_Texte fourni:_
============================================================

3.1 Tel qu'il est garanti par l'art. 29 al. 2 Cst., le droit d'être entendu comprend non seulement le droit pour l'intéressé d'offrir des preuves, de prendre connaissance du dossier, d'obtenir qu'il soit donné suite à ses offres de preuves pertinentes, de participer à l'administration des preuves essentielles ou à tout le moins de s'exprimer sur son résultat lorsque cela est de nature à influer sur la décision à rendre (ATF 122 I 53 consid. 4a p. 55; 119 Ia 136 consid. 2d p. 139), mais encore celui de recevoir une décision suffisamment motivée pour que l'intéressé puisse la comprendre et l'attaquer utilement, s'il y a lieu, et pour que l'autorité de recours soit en mesure, cas échéant, d'exercer son contrôle (ATF 122 IV 8 consid. 2c p. 14; 121 I 54 consid. 2c p. 57). S'agissant des questions de fait, le droit d'être entendu oblige dès lors l'autorité à indiquer, en se référant à l'administration des preuves, pourquoi elle a admis telle allégation de fait plutôt que telle autre (cf. ATF 101 Ia 545 consid. 4c p. 551 s.). Cependant, pour répondre aux exigences de l'art. 29 al. 2 Cst., il suffit que l'autorité mentionne, au moins brièvement, les motifs qui l'ont guidée et sur lesquels elle a fondé sa décision, de façon que l'intéressé puisse en apprécier la portée et, le cas échéant, l'attaquer en connaissance de cause (ATF 123 I 31 consid. 2c). Il n'est pas nécessaire qu'elle se prononce sur tous les moyens des parties; elle peut se limiter aux questions décisives (ATF 122 IV 8 consid. 2c p. 14 s.; 121 I 54 consid. 2c p. 57).
 
3.2 Les recourants reprochent à la Cour de justice d'avoir repris par simple copier-coller les constatations de fait du Tribunal de première instance, qui se serait lui-même borné à reproduire l'état de fait de l'arrêt rendu en dernier ressort sur la requête de mesures provisionnelles. Ils allèguent s'être opposés par avance à ce procédé dans leur mémoire d'appel. Toutefois, les recourants n'expliquent pas en quoi, selon eux, l'éventuelle reprise de l'état de fait du jugement de première instance par copier-coller violerait l'art. 29 al. 2 Cst. Aussi, trop imprécis pour satisfaire aux exigences de motivation de l'art. 90 al. 1 let. b OJ, le premier moyen des recourants est-il irrecevable.
 
3.3 De manière confuse, les recourants font aussi valoir le caractère essentiel de certaines de leurs allégations de fait, que les premiers juges n'auraient pas retenues et que la Cour de justice, en reprenant l'état de fait du jugement de première instance, aurait implicitement rejetées sans motiver sa position. La plupart de ces allégations tendaient à démontrer la fausseté ou l'inexactitude de diverses assertions de fait de l'ouvrage incriminé. Au lieu de se contenter de faire un résumé très général de celui-ci et d'établir une liste de passages dans lesquels les recourants étaient nommément désignés, la cour cantonale aurait dès lors dû, selon les recourants, constater que certains faits rapportés par les auteurs du livre litigieux dans le but de conforter leur thèse étaient faux ou procédaient d'amalgames. Comme elle ne l'a pas fait, les recourants en concluent que la Cour de justice aurait omis, sans en indiquer les motifs, de prendre en considération les faits allégués et les preuves offertes, et que leur droit d'être entendu aurait ainsi été violé.

============================================================

_Extrait des données:_
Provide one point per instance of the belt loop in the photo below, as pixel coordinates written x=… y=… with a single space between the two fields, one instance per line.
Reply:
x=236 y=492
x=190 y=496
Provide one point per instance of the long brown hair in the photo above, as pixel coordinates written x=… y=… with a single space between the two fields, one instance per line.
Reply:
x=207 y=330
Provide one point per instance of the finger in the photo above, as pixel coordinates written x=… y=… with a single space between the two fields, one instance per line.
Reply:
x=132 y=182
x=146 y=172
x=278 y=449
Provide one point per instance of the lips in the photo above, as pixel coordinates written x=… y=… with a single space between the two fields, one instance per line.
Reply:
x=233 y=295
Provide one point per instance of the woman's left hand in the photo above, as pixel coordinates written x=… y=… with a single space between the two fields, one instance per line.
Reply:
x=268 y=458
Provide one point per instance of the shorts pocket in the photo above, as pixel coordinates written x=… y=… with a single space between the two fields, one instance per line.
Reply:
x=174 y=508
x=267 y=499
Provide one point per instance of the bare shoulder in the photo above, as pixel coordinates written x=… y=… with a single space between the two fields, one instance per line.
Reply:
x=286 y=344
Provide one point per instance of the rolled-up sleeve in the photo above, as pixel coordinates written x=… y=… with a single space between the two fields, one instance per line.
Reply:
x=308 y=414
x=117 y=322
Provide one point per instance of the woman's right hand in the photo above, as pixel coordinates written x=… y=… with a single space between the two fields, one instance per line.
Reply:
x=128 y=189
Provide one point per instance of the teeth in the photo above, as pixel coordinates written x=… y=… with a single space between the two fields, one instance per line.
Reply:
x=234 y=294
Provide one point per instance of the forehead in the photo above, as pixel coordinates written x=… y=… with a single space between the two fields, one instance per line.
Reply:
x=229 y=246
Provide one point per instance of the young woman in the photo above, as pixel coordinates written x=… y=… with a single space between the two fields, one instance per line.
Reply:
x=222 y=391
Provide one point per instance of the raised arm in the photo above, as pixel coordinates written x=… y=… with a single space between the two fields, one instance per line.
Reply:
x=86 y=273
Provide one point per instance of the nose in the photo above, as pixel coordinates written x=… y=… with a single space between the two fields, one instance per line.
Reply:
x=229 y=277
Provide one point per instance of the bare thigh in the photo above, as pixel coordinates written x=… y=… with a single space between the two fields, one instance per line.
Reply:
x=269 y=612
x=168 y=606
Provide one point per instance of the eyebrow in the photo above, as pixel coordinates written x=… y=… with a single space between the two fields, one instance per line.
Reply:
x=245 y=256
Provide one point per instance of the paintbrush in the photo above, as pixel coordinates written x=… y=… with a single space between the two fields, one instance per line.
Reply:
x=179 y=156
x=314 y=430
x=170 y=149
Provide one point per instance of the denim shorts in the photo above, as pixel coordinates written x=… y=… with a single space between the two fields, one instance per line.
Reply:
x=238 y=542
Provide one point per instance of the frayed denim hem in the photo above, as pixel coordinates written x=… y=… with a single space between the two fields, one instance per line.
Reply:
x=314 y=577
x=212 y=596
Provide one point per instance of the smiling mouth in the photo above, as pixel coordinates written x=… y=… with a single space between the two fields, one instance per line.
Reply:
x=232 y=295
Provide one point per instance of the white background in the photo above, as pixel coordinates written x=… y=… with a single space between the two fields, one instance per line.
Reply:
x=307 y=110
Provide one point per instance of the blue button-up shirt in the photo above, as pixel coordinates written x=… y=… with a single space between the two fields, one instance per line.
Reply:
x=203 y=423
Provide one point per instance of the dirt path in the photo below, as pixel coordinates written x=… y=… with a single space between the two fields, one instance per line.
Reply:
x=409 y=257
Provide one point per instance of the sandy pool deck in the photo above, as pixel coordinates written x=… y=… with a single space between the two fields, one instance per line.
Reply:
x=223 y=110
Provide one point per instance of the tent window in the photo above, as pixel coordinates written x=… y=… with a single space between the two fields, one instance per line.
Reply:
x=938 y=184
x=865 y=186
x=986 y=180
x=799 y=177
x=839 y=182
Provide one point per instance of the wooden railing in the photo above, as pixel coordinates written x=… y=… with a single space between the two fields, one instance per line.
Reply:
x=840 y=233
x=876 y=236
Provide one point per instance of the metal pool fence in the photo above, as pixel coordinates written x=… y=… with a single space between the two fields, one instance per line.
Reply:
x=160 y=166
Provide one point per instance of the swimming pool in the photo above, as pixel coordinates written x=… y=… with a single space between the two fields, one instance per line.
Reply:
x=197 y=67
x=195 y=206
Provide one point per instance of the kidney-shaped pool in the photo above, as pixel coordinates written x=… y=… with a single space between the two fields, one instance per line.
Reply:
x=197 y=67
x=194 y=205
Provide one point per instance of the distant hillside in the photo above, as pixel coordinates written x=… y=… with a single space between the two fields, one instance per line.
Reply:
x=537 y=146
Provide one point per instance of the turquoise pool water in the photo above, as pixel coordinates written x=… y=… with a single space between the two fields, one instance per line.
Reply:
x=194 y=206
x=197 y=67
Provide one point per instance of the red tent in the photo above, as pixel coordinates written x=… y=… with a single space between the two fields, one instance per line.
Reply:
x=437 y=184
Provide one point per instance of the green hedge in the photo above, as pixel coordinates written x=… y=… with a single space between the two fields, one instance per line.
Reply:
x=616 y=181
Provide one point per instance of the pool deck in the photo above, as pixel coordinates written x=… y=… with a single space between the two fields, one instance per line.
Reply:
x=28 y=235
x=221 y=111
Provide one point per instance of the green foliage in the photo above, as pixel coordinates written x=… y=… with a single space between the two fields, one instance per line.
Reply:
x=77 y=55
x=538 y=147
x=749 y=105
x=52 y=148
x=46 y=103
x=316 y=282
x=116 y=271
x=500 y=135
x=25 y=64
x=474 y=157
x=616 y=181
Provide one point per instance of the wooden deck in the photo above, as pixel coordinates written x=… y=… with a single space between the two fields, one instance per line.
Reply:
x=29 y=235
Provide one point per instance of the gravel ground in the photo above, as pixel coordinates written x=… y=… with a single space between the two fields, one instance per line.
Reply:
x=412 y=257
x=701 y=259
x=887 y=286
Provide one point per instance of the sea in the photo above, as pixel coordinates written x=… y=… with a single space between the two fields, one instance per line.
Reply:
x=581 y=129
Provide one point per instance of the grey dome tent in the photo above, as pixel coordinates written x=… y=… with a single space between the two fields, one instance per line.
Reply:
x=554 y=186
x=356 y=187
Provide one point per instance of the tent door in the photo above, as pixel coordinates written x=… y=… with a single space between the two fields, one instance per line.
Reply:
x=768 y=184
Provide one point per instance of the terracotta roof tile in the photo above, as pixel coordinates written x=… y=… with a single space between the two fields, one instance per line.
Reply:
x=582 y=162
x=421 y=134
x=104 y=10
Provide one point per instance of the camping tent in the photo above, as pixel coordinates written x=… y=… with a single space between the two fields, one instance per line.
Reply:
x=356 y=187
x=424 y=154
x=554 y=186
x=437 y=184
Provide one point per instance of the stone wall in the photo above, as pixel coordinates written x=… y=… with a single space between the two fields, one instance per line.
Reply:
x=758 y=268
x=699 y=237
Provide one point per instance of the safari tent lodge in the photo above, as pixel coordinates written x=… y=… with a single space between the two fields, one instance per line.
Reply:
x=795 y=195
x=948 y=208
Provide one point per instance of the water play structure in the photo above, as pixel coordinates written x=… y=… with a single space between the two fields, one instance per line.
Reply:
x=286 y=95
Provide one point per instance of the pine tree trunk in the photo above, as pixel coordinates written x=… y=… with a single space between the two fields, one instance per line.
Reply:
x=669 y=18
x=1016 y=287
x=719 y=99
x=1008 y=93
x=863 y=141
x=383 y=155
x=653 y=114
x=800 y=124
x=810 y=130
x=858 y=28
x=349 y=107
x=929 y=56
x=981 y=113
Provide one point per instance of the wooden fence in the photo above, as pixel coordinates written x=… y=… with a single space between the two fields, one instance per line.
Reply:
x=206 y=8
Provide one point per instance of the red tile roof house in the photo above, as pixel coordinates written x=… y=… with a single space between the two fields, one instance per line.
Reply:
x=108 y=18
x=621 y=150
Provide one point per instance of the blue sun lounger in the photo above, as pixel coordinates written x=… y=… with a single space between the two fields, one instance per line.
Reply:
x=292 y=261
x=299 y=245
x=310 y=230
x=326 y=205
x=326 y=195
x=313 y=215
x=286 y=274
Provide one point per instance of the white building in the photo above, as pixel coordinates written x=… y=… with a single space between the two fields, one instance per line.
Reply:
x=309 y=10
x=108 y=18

============================================================

_Consignes:_
1. Reprenez les lignes des enregistrements depuis celle qui contient « Provide one point per instance of the forehead » jusqu'à celle qui contient « x=245 y=256 », incluses, en remplaçant « Reply » par « Response » sans rien modifier d'autre.
2. Poursuivez le texte sur le droit d'être entendu à partir de sa dernière phrase.

_Réponses par tâche:_
1.
Provide one point per instance of the forehead in the photo above, as pixel coordinates written x=… y=… with a single space between the two fields, one instance per line.
Response:
x=229 y=246
Provide one point per instance of the young woman in the photo above, as pixel coordinates written x=… y=… with a single space between the two fields, one instance per line.
Response:
x=222 y=391
Provide one point per instance of the raised arm in the photo above, as pixel coordinates written x=… y=… with a single space between the two fields, one instance per line.
Response:
x=86 y=273
Provide one point per instance of the nose in the photo above, as pixel coordinates written x=… y=… with a single space between the two fields, one instance per line.
Response:
x=229 y=277
Provide one point per instance of the bare thigh in the photo above, as pixel coordinates written x=… y=… with a single space between the two fields, one instance per line.
Response:
x=269 y=612
x=168 y=606
Provide one point per instance of the eyebrow in the photo above, as pixel coordinates written x=… y=… with a single space between the two fields, one instance per line.
Response:
x=245 y=256

2.
 
Cependant, les recourants n'indiquent même pas à quel endroit de leur procédure ils auraient introduit les allégations de fait auxquelles ils se réfèrent. En outre, pour montrer l'importance prétendument décisive des assertions de l'ouvrage litigieux qu'ils disent avoir contestées, ils se contentent d'affirmer que les faits sur lesquels portent ces assertions soutiendraient la thèse des auteurs sur l'existence d'un lien entre les recourants et le financement des activités terroristes d'Oussama Ben Laden, mais sans indiquer précisément en quoi le sens général de l'ouvrage litigieux serait différent, pour ce qui les concerne, si les assertions de fait qu'ils contestent étaient retranchées ou si elles étaient modifiées. Un simple renvoi aux pièces du dossier n'est à cet égard pas suffisant.
 
Dès lors, faute d'être clairement et suffisamment motivé, le moyen pris d'une violation du droit d'être entendu est irrecevable.
 
4.
 
Les recourants se plaignent ensuite d'arbitraire dans l'appréciation des preuves et la constatation des faits, soit d'une violation de l'art. 9 Cst.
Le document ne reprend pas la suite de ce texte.